[Start of Attachment]

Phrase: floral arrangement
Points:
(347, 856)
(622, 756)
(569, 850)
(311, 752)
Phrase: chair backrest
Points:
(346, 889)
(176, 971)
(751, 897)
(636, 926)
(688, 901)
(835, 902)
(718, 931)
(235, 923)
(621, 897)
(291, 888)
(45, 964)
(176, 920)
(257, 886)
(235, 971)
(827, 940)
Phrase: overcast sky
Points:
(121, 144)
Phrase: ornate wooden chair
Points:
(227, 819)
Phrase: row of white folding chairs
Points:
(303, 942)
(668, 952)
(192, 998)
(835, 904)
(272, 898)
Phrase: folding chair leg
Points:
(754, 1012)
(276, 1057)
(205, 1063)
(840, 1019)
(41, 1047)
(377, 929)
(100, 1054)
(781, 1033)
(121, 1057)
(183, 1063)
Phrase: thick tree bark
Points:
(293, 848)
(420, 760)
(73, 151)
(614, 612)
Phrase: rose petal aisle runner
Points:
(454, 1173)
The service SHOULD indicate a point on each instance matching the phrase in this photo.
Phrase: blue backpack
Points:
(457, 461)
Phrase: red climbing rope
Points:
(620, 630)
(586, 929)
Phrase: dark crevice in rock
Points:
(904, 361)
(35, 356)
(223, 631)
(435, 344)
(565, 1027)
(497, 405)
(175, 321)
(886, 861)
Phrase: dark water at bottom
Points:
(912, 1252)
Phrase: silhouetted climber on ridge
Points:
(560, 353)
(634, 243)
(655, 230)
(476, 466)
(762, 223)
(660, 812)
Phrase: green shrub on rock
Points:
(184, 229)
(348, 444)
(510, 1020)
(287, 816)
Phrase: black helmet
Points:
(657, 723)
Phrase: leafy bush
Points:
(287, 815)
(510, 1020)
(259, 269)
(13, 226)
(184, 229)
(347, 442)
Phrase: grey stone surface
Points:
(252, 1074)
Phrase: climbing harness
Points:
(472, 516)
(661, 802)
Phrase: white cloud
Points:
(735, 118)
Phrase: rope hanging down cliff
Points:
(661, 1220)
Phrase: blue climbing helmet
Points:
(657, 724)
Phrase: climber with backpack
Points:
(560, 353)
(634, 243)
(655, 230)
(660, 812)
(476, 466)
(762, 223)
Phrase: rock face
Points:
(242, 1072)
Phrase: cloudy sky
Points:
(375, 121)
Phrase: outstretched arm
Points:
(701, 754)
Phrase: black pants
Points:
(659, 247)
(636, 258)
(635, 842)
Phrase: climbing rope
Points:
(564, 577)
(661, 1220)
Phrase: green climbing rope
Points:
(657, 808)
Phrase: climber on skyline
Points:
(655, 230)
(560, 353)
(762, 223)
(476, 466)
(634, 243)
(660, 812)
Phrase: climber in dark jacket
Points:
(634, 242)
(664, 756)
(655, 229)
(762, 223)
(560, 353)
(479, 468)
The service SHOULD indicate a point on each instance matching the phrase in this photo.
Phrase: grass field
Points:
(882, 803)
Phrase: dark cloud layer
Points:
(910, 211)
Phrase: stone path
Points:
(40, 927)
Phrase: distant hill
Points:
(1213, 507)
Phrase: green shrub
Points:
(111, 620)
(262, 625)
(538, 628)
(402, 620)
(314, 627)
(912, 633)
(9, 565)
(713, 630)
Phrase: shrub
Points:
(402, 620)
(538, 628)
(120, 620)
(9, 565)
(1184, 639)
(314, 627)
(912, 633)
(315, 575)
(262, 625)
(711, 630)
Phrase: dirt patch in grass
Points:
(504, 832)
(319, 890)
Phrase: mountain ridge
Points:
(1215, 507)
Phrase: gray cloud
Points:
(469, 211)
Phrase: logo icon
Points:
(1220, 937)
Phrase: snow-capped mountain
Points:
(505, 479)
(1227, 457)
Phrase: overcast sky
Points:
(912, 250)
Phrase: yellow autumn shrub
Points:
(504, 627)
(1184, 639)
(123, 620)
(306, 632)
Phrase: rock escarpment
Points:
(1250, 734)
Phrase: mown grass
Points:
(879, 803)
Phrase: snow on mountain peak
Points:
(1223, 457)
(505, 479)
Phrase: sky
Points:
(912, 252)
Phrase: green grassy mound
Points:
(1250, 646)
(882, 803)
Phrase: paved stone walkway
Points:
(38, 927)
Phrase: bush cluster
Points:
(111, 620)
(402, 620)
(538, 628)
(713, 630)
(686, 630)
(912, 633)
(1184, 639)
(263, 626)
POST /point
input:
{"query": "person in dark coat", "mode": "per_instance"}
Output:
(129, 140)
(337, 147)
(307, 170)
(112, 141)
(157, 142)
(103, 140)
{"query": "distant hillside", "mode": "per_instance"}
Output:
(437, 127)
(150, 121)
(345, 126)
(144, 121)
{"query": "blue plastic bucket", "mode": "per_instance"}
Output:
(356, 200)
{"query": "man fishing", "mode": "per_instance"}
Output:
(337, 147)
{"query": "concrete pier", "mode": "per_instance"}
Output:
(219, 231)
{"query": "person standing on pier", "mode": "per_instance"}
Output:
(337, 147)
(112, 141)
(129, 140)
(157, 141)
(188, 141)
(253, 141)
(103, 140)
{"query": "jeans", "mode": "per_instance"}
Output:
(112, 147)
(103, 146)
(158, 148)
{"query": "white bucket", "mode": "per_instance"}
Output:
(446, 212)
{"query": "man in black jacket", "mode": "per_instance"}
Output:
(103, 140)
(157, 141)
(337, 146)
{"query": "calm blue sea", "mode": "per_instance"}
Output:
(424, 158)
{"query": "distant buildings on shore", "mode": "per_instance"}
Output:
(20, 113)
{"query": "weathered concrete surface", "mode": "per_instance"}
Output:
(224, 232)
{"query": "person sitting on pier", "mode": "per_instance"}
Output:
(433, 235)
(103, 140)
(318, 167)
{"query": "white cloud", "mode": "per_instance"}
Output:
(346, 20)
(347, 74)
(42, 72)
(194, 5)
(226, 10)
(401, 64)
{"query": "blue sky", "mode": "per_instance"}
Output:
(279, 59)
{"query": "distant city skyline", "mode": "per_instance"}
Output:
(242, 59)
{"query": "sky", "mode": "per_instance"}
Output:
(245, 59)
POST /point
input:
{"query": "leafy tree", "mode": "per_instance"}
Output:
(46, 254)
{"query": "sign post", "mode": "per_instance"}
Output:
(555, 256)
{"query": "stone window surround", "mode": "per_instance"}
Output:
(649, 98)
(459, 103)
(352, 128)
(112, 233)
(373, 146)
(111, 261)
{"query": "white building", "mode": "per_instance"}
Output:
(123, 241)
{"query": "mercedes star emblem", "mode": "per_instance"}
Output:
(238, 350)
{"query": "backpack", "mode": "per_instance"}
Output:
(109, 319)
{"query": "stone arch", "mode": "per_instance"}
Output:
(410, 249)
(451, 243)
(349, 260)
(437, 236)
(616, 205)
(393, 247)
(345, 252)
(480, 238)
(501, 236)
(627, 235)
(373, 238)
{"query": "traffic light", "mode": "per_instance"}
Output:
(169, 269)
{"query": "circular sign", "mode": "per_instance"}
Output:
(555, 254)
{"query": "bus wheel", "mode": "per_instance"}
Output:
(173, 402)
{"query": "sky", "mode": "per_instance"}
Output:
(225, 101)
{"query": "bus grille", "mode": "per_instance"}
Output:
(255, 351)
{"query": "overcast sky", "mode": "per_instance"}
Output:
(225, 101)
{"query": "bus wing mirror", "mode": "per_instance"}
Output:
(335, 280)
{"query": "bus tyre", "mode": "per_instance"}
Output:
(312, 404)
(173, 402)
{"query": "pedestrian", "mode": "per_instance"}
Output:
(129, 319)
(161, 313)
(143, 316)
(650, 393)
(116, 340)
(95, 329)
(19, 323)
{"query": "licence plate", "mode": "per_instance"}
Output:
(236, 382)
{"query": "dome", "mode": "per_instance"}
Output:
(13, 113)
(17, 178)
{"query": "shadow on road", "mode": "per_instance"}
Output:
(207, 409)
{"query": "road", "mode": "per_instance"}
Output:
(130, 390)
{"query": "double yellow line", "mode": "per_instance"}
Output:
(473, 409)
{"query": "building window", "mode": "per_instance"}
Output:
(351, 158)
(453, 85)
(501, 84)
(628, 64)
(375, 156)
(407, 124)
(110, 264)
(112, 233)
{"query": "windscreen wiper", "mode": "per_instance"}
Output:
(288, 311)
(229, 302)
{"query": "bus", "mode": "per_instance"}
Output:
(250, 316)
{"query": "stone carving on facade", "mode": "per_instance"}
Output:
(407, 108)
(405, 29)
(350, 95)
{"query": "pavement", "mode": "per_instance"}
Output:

[End of Attachment]

Say the number of lines in the entries that have the string "rope", and only that.

> SOLVED PROBLEM:
4